++++ TEXT TO READ

However, these same capabilities are available to cybercriminals. AI lowers the barrier of entry for less sophisticated hackers, turbocharges phishing and social engineering campaigns, and allows nation-states to refine cyberattacks at scale. This duality makes AI unique: it amplifies both opportunity and risk simultaneously.

Oversight Imperatives for Boards

The handbook identifies four key imperatives for boards responsible for overseeing AI and cybersecurity.

1. Director of Education – Boards must commit to continuous learning about AI’s risks, benefits, and regulatory developments. Few leaders yet possess the technical grounding needed to appreciate AI’s implications.

2. Threat and Opportunity Awareness – Directors must understand not just the dangers but also the strategic benefits AI can bring.

3. Regulation and Disclosure – Boards must anticipate evolving rules and disclosure obligations. AI oversight will require the same level of rigor as financial and ESG reporting.

4. Board Readiness – Boards must ensure management builds governance structures, ethical use frameworks, and clear communication channels about AI’s role.

Compliance Lessons from the NACD AI in Cybersecurity Handbook

1. Third-Party and Supply Chain Risk Will Intensify

Boards are advised to scrutinize vendors’ AI tools and data sources. As the handbook emphasizes, AI models can be trained on data with questionable provenance, intellectual property, personally identifiable information, or even classified information. Using such models can expose organizations to liability. For compliance professionals, this means conducting enhanced due diligence on third-party AI systems. Ask vendors how they source training data, what models they use, and whether they have human oversight mechanisms in place to ensure quality. AI risk is now a key component of supply chain risk.

2. Transparency Is a Non-Negotiable

AI systems often function as “black boxes.” Their lack of explainability poses reputational and legal risks when decisions cannot be justified. Boards are urged to push for transparency in AI deployment, both internally and in customer-facing applications. For compliance professionals, this means incorporating explainability into your AI governance framework. Require documentation of training data, decision-making logic, and model limitations. If regulators ask, you must be able to demonstrate your homework.

3. Continuous Monitoring Is the New Standard

As highlighted in the AI Seven-Step Governance Program, AI oversight requires more than pre-deployment testing. Continuous monitoring, auditing, and retraining must occur throughout the lifecycle of AI tools to ensure their effective use. For the compliance professional, this means your program must move beyond “check-the-box” vendor certifications. Build ongoing monitoring and assurance processes. Think of AI oversight as dynamic, not static.

++++++++
++++ DATA ENTRIES

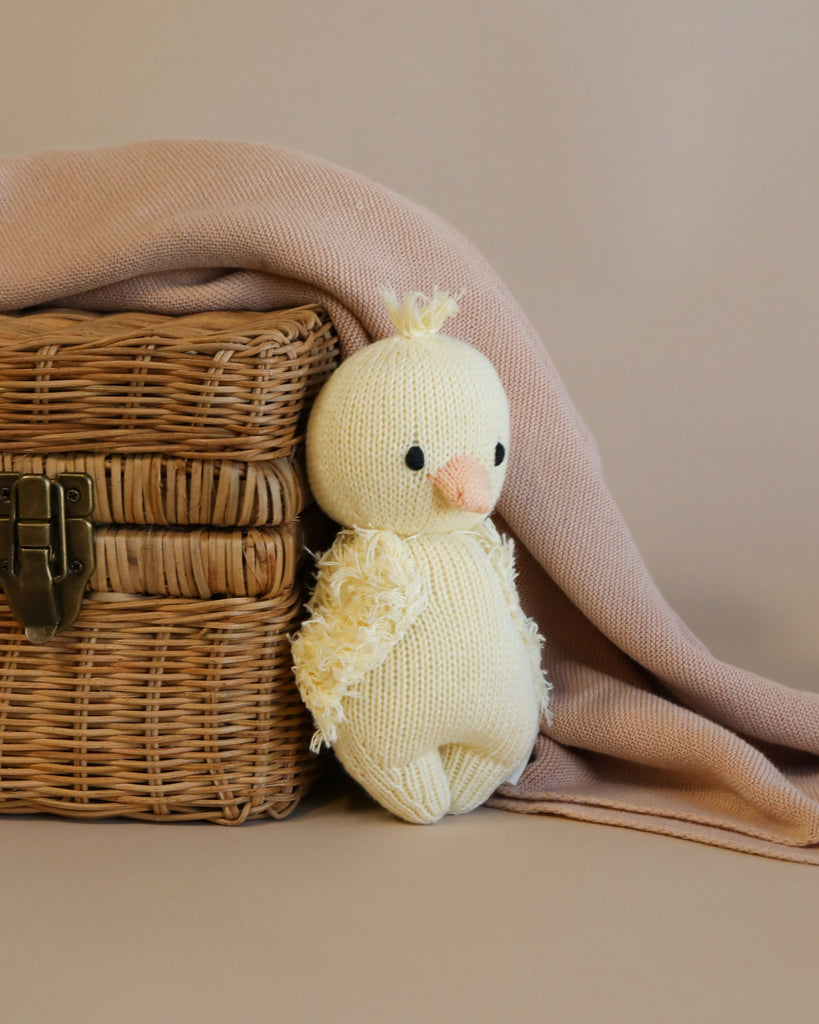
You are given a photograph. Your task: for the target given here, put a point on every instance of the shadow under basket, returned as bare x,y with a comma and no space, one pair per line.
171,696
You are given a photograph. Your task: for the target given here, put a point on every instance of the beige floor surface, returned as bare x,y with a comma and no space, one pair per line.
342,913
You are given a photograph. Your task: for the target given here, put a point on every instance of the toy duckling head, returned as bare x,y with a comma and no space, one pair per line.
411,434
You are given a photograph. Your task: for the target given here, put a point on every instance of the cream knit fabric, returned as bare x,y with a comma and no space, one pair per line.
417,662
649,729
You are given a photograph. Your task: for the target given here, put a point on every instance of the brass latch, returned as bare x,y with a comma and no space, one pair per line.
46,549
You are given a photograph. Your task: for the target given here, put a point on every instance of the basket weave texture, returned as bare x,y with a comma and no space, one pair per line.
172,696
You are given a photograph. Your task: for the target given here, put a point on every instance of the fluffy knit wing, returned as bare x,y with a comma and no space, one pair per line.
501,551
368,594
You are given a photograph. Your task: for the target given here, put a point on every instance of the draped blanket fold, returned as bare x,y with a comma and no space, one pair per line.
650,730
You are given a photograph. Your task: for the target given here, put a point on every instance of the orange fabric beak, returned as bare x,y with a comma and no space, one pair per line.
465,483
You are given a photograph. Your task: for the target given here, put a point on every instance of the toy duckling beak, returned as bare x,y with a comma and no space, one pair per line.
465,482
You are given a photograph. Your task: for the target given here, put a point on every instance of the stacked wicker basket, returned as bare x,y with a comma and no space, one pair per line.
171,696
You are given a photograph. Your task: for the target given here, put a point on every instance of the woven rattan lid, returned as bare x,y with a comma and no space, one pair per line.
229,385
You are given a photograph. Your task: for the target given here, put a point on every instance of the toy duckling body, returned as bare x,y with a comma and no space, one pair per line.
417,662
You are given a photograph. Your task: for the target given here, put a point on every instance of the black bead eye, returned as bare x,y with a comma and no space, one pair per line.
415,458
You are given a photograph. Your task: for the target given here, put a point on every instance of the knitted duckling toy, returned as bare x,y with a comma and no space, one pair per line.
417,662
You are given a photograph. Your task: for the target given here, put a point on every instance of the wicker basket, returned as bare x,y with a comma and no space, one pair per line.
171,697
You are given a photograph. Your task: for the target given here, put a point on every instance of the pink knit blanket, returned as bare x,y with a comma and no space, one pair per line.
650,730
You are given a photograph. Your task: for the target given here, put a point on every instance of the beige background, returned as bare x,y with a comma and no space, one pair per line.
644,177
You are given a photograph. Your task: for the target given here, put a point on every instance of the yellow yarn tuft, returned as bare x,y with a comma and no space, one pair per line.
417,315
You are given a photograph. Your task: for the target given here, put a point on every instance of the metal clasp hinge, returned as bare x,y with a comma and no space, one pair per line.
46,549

++++++++

Does each statement below agree with the text on AI oversight? Answer yes or no for each, and quote the exact words from the text that decide it.
1. The handbook names four key imperatives for boards overseeing AI and cybersecurity.
2. Pre-deployment testing is sufficient for AI oversight.
3. AI oversight will call for less rigor than financial and ESG reporting.

1. Yes: "The handbook identifies four key imperatives for boards responsible for overseeing AI and cybersecurity."
2. No: "AI oversight requires more than pre-deployment testing."
3. No: "AI oversight will require the same level of rigor as financial and ESG reporting."